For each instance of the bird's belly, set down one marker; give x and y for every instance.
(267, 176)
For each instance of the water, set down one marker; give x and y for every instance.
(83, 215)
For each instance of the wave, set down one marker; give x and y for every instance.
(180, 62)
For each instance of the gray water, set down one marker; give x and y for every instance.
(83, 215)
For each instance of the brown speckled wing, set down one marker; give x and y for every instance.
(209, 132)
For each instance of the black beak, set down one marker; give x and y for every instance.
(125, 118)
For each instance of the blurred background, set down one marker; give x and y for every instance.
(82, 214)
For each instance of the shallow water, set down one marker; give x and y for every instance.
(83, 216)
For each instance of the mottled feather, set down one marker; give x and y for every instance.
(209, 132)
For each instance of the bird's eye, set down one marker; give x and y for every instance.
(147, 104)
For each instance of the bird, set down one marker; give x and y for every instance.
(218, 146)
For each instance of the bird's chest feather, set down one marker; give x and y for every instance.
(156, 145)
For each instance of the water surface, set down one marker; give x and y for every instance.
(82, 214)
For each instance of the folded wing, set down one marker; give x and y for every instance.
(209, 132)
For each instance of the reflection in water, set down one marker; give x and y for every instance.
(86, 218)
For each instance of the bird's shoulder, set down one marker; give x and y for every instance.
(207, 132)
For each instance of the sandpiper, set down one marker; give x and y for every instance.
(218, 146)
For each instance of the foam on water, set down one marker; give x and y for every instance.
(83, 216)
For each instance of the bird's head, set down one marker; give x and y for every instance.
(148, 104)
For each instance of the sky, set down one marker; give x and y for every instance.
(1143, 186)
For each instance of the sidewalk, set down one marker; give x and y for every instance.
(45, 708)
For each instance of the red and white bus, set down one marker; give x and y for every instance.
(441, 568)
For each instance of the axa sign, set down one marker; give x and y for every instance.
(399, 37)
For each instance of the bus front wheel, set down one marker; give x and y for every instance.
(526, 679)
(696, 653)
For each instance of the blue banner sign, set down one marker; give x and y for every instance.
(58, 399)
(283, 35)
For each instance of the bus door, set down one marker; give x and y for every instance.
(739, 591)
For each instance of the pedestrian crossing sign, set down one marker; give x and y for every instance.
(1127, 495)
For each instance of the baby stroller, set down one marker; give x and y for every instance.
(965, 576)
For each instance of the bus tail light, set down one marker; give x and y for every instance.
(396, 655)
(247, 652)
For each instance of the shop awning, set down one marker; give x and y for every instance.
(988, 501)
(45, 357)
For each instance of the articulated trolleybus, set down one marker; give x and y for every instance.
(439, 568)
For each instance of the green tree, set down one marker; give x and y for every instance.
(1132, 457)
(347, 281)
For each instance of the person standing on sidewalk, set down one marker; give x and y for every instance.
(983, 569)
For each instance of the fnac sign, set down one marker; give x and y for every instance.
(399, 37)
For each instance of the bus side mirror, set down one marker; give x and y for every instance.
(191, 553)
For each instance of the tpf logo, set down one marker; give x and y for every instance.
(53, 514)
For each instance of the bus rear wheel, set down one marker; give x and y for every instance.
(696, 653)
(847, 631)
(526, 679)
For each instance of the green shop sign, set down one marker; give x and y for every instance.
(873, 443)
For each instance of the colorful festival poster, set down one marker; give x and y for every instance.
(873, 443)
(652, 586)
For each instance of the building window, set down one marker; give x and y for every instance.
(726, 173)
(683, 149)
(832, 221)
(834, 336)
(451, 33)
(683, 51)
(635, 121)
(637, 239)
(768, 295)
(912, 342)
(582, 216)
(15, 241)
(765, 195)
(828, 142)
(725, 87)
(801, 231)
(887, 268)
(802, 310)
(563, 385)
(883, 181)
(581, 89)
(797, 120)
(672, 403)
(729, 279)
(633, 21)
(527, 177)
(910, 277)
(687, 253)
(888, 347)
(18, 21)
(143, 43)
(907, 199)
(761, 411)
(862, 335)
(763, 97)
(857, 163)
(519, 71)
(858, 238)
####################
**What is expected**.
Retype the items from the line containing "For each instance of the blue" through the line containing "(1127, 495)", inclusive, reproducing them verbatim.

**Answer to the task**.
For each instance of the blue banner sign, set down one marker; give x and y for every instance.
(58, 399)
(283, 35)
For each instance of the bus door, set down one marker; give x and y for every instance.
(739, 591)
For each instance of the pedestrian crossing sign, set down one marker; give x and y for every instance.
(1127, 495)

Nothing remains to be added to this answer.